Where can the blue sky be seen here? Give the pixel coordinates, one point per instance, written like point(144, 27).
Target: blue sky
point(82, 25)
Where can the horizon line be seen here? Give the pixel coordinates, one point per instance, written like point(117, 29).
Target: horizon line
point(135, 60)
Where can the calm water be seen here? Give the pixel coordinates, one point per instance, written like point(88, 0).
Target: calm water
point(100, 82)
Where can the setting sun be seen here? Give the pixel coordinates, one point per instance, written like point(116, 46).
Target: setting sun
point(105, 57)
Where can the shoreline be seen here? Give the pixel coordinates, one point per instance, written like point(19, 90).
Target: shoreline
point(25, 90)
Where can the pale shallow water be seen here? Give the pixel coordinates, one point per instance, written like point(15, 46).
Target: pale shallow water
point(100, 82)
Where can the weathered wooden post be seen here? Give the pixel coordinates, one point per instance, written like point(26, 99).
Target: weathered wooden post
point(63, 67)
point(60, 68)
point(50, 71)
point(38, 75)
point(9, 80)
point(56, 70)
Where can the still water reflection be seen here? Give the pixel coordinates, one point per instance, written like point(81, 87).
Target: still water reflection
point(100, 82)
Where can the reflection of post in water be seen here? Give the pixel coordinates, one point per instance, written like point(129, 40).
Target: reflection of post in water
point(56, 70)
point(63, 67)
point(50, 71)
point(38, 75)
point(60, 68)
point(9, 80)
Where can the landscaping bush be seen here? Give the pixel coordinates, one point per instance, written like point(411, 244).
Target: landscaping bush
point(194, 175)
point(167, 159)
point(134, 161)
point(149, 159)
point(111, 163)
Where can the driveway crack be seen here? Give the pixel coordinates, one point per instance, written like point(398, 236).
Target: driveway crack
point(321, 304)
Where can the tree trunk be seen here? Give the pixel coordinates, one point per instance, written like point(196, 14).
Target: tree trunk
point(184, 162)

▶ _Your task_:
A full, exact repeat of the entries above is required.

▶ _Written response_:
Where can the blue sky be seen here? Give the pixel coordinates, one point per instance, written like point(144, 27).
Target: blue sky
point(82, 25)
Where can the horizon line be seen here? Give the pixel coordinates, one point per instance, written like point(117, 29).
Target: horizon line
point(135, 60)
Where can the calm water be seen here? Give the pixel coordinates, one point per instance, written like point(88, 0).
Target: calm water
point(100, 82)
Where can the setting sun be seen here? Give the pixel coordinates, one point per instance, written like point(116, 46).
Target: setting sun
point(105, 57)
Where can the shoreline be seen here? Give the pixel coordinates, one point per instance, written like point(19, 90).
Target: shoreline
point(25, 90)
Where can the pale shallow water be seen here? Give the pixel coordinates, one point per instance, written like point(15, 46).
Target: pale shallow water
point(100, 82)
Where can the weathered wooden post be seen here? Give the pixel coordinates, one point per instance, written like point(26, 99).
Target: weathered wooden post
point(63, 67)
point(60, 68)
point(50, 71)
point(38, 75)
point(9, 80)
point(56, 70)
Where can the still water reflection be seen here? Give the pixel coordinates, one point per instance, written like point(81, 87).
Target: still water reflection
point(100, 82)
Where can the reflection of post in water be seen here? Give the pixel coordinates, one point per instance, written like point(129, 40).
Target: reflection of post in water
point(56, 70)
point(63, 67)
point(50, 71)
point(38, 75)
point(60, 68)
point(9, 80)
Where can the landscaping bush be seen here? Give the pixel coordinates, one point per instance, written like point(411, 244).
Target: landscaping bush
point(194, 175)
point(167, 159)
point(134, 161)
point(149, 159)
point(111, 163)
Where can the driveway crack be seen here? Give the pixel coordinates, one point per instance, written like point(398, 236).
Target: driveway crack
point(321, 304)
Where can the tree trunk be seen here? Give the pixel coordinates, one point per instance, written like point(196, 14).
Target: tree trunk
point(184, 162)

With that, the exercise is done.